WHAT YOU NEED TO DO: Could you reproduce, exactly and alone, the lines running from the one with "Query: person standing" to the end of the data below?

Natural-language object grounding data:
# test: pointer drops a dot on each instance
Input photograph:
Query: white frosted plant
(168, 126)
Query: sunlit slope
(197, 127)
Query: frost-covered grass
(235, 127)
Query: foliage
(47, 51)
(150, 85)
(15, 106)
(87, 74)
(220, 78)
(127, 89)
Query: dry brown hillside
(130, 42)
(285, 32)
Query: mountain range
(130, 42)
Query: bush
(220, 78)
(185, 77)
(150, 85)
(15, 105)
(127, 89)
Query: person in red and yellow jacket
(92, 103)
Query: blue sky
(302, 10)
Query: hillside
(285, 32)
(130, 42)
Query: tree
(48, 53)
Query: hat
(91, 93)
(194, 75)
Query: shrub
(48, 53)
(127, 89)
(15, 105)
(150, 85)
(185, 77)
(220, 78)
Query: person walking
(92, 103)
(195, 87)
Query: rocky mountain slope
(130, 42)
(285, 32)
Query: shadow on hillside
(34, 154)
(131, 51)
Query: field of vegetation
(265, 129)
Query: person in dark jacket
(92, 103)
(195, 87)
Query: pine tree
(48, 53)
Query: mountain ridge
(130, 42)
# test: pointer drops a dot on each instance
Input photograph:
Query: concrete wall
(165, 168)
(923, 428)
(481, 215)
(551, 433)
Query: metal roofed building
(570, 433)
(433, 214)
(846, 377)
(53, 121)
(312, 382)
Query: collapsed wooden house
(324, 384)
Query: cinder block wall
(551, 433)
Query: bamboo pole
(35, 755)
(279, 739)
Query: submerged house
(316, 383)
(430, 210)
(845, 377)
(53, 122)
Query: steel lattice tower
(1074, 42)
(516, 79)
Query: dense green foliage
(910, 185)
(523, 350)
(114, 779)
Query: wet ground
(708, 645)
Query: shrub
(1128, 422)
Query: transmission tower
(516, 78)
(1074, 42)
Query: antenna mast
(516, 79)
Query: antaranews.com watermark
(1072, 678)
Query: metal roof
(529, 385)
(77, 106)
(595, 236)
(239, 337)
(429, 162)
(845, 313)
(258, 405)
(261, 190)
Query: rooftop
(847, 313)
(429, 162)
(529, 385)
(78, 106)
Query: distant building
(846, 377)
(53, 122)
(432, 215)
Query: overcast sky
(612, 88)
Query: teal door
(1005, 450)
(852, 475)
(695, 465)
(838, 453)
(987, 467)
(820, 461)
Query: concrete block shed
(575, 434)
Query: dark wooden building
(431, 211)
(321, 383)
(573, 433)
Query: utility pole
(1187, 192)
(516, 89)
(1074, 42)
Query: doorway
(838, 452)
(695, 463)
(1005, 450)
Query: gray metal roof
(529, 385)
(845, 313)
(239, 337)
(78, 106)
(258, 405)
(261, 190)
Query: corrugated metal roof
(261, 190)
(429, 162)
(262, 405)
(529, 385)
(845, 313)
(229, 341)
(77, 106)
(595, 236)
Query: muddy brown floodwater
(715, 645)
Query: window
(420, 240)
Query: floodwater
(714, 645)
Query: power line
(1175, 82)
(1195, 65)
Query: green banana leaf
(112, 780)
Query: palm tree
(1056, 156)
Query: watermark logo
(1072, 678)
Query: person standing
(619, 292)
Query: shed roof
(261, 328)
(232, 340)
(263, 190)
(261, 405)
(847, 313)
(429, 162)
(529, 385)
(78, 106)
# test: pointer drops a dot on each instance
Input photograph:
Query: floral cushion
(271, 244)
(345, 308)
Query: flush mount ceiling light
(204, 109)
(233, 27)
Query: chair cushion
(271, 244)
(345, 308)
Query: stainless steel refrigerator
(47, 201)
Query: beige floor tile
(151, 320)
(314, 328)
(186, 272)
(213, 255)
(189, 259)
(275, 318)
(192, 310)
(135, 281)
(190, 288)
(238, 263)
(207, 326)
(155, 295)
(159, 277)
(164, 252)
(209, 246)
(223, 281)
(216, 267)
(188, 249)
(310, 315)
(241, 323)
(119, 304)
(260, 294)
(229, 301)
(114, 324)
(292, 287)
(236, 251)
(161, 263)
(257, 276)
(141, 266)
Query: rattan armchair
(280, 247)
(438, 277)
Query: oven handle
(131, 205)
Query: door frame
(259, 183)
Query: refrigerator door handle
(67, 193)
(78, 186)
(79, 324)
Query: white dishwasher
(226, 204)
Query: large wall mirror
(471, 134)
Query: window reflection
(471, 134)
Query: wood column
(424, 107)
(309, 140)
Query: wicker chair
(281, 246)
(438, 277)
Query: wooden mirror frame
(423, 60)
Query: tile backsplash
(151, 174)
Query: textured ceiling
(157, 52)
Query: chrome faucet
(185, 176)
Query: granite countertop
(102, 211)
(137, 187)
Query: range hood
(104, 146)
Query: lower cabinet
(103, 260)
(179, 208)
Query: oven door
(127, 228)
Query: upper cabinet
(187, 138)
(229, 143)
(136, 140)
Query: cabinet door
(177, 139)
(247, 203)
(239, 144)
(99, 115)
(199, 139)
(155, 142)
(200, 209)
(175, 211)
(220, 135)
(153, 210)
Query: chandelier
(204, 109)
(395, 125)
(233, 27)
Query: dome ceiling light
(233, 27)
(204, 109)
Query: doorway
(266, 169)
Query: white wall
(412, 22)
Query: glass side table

EXERCISE ANSWER:
Query: person standing
(619, 292)
Query: shed roof
(261, 328)
(232, 340)
(263, 190)
(261, 405)
(847, 313)
(429, 162)
(529, 385)
(78, 106)
# test: pointer drops a dot on each instance
Input photograph:
Query: floral cushion
(271, 244)
(345, 308)
Query: flush mount ceiling light
(204, 109)
(233, 27)
Query: chair cushion
(271, 244)
(345, 308)
Query: stainless steel refrigerator
(47, 201)
Query: beige floor tile
(151, 320)
(314, 328)
(186, 272)
(213, 255)
(189, 259)
(275, 318)
(192, 310)
(135, 281)
(190, 288)
(238, 263)
(207, 326)
(155, 295)
(159, 277)
(164, 252)
(209, 246)
(223, 281)
(216, 267)
(188, 249)
(310, 315)
(241, 323)
(119, 304)
(260, 294)
(229, 301)
(114, 324)
(292, 287)
(236, 251)
(161, 263)
(257, 276)
(141, 266)
Query: rattan armchair
(280, 247)
(438, 277)
Query: oven handle
(131, 205)
Query: door frame
(259, 183)
Query: refrigerator door handle
(67, 193)
(78, 186)
(79, 324)
Query: white dishwasher
(226, 204)
Query: large wall mirror
(471, 134)
Query: window reflection
(471, 134)
Query: wood column
(424, 107)
(309, 140)
Query: wicker chair
(281, 246)
(438, 277)
Query: wooden mirror frame
(423, 60)
Query: tile backsplash
(151, 174)
Query: textured ceiling
(157, 52)
Query: chrome faucet
(185, 176)
Query: granite countertop
(102, 211)
(137, 187)
Query: range hood
(104, 146)
Query: lower cabinet
(103, 260)
(179, 208)
Query: oven door
(127, 228)
Query: upper cabinet
(187, 138)
(229, 143)
(136, 140)
Query: cabinet door
(177, 139)
(247, 203)
(239, 144)
(99, 115)
(199, 139)
(155, 142)
(200, 209)
(175, 211)
(220, 135)
(153, 210)
Query: chandelier
(204, 109)
(395, 125)
(233, 27)
Query: dome ceiling light
(233, 27)
(204, 109)
Query: doorway
(266, 169)
Query: white wall
(412, 22)
Query: glass side table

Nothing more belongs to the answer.